Problem details: Return every one of the items below verbatim, with each line unchanged.

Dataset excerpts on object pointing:
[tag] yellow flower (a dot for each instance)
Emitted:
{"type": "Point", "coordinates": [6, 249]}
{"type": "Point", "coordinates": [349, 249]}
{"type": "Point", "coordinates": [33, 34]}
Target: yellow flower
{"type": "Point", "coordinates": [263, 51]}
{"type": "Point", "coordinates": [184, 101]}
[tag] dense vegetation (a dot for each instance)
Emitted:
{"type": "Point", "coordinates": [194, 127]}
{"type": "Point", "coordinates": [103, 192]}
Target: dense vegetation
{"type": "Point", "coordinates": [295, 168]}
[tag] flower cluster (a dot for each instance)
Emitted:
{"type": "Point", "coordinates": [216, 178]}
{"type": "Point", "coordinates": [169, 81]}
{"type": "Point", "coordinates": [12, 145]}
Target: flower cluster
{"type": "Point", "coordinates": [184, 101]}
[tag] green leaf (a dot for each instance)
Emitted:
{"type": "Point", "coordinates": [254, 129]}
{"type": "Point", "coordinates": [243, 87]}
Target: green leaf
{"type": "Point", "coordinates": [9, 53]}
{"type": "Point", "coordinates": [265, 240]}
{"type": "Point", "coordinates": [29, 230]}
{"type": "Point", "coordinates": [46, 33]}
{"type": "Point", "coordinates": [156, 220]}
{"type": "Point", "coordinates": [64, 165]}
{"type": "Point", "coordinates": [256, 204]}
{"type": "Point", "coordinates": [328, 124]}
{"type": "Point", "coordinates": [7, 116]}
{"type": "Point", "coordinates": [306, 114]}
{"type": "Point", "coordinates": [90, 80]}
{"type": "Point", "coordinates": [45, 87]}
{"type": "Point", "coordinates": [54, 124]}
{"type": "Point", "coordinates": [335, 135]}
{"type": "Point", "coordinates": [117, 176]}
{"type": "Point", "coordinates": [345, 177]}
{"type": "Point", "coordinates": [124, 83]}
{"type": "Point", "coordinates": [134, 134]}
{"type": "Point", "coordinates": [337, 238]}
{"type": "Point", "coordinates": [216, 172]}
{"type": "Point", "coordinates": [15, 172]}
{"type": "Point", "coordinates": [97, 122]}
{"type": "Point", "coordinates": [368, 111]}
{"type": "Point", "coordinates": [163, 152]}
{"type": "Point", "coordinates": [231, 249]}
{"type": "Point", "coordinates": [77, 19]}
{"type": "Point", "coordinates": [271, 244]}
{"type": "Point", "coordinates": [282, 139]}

Response to the task:
[tag] yellow flower (a dot for each instance)
Emitted:
{"type": "Point", "coordinates": [6, 249]}
{"type": "Point", "coordinates": [349, 249]}
{"type": "Point", "coordinates": [33, 34]}
Target: yellow flower
{"type": "Point", "coordinates": [263, 51]}
{"type": "Point", "coordinates": [184, 101]}
[tag] dense vegetation (a dot for each instance)
Emitted:
{"type": "Point", "coordinates": [194, 127]}
{"type": "Point", "coordinates": [103, 192]}
Target: dense vegetation
{"type": "Point", "coordinates": [295, 168]}
[tag] flower cluster (a dot for each instance)
Emitted:
{"type": "Point", "coordinates": [216, 178]}
{"type": "Point", "coordinates": [169, 81]}
{"type": "Point", "coordinates": [12, 145]}
Target: flower cluster
{"type": "Point", "coordinates": [184, 101]}
[tag] green leaf (a dot for each instance)
Emitted:
{"type": "Point", "coordinates": [254, 129]}
{"type": "Point", "coordinates": [243, 87]}
Target: green leaf
{"type": "Point", "coordinates": [9, 53]}
{"type": "Point", "coordinates": [265, 240]}
{"type": "Point", "coordinates": [29, 230]}
{"type": "Point", "coordinates": [46, 33]}
{"type": "Point", "coordinates": [156, 220]}
{"type": "Point", "coordinates": [64, 165]}
{"type": "Point", "coordinates": [256, 204]}
{"type": "Point", "coordinates": [328, 124]}
{"type": "Point", "coordinates": [7, 116]}
{"type": "Point", "coordinates": [306, 114]}
{"type": "Point", "coordinates": [90, 80]}
{"type": "Point", "coordinates": [45, 87]}
{"type": "Point", "coordinates": [54, 124]}
{"type": "Point", "coordinates": [335, 135]}
{"type": "Point", "coordinates": [117, 176]}
{"type": "Point", "coordinates": [345, 177]}
{"type": "Point", "coordinates": [124, 83]}
{"type": "Point", "coordinates": [134, 134]}
{"type": "Point", "coordinates": [337, 238]}
{"type": "Point", "coordinates": [216, 172]}
{"type": "Point", "coordinates": [15, 172]}
{"type": "Point", "coordinates": [97, 122]}
{"type": "Point", "coordinates": [368, 111]}
{"type": "Point", "coordinates": [163, 152]}
{"type": "Point", "coordinates": [231, 249]}
{"type": "Point", "coordinates": [77, 19]}
{"type": "Point", "coordinates": [271, 244]}
{"type": "Point", "coordinates": [282, 139]}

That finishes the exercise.